→ EXTRACTED RECORDS:
***

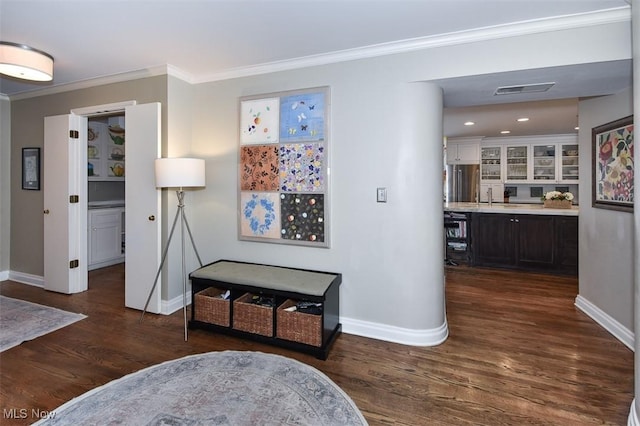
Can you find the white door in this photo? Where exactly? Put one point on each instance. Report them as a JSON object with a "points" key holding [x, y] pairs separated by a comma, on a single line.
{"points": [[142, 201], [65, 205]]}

***

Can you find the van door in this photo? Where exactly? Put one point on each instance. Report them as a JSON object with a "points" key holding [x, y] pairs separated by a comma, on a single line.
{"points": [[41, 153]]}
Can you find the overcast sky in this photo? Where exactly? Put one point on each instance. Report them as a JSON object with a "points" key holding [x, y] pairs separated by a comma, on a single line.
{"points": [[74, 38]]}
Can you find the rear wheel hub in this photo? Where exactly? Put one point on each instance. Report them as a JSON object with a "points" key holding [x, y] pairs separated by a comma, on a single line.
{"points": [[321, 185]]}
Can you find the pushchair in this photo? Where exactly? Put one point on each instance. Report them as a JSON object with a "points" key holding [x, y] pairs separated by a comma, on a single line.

***

Reproduce the records word for word, starting at the line with "Can you find the overcast" and continuing up to and including the line with "Can you find the pushchair".

Can you find the overcast sky in this photo? Where exactly? Put one point on each instance. Report them as a JSON object with a "points" key holding [x, y] pairs separated by a comma, on a single line.
{"points": [[74, 38]]}
Can you find the rear wheel hub in this photo? Where exactly? Put one point on each instance. Report them as a JSON object with a "points" key holding [x, y] pairs separated by a comma, on a single line.
{"points": [[321, 185]]}
Can you find the pushchair in this photo? Where exactly? Put one point on each instance. Report them as a JSON object with a "points" key holding [x, y] pairs separated by a comma, on a single line.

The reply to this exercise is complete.